◆ WHAT IS REQUIRED ◆
Scale each bounding box coordinate by 0.55 while reproducing only the lines from the start of the items through the line containing "[253,83,389,152]", inclusive. Round each result to a whole number with halves going up, and leave all other text on those lines unchanged.

+++ THE DATA +++

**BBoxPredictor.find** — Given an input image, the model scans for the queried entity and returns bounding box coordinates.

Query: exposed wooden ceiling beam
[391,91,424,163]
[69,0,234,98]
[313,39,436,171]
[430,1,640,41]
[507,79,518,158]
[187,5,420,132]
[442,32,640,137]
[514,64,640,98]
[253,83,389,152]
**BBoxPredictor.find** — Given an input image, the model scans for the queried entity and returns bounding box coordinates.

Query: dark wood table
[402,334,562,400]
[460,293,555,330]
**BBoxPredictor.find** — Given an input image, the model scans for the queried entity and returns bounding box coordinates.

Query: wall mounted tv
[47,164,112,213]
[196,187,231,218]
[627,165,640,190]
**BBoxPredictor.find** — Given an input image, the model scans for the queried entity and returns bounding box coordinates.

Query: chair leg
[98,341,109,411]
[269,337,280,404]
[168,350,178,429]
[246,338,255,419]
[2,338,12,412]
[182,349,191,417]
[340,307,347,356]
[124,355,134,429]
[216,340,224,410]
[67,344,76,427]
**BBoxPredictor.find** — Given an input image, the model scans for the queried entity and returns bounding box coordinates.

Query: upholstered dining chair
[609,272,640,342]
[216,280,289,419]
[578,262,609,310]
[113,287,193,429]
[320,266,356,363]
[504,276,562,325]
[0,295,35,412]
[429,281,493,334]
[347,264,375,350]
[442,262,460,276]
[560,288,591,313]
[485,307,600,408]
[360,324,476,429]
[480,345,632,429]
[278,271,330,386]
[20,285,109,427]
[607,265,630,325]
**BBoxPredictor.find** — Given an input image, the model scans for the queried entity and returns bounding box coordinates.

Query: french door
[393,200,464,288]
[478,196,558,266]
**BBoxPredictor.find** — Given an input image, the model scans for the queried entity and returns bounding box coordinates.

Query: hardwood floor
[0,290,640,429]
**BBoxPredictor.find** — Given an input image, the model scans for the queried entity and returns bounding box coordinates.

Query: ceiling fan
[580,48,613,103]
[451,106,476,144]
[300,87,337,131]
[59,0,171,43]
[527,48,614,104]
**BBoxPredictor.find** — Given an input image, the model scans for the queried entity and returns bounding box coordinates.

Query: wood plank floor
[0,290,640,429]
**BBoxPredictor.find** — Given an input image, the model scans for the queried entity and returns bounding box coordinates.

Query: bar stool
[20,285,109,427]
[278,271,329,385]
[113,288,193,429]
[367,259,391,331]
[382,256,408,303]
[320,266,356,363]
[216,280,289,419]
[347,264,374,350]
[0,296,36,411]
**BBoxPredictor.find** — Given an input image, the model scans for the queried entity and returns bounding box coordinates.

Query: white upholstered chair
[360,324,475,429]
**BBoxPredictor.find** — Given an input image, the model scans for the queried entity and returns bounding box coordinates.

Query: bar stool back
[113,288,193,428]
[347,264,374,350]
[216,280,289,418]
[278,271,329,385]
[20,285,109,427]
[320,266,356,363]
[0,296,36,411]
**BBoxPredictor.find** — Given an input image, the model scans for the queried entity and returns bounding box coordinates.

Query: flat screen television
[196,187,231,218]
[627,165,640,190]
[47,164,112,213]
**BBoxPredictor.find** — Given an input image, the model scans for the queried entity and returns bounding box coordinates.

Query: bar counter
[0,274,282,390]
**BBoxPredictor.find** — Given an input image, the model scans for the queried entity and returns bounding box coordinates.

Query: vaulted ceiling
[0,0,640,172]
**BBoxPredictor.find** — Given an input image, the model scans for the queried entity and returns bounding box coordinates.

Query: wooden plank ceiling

+++

◆ ANSWER TO THE TASK ◆
**BBoxPredictor.find** — Given an input image, the model scans for the queried entity and returns bounding box coordinates.

Query: exposed wooden ceiling beam
[215,50,233,90]
[38,0,129,54]
[172,21,240,94]
[237,1,352,23]
[279,43,285,87]
[103,3,231,73]
[243,18,352,75]
[283,35,352,54]
[139,46,214,84]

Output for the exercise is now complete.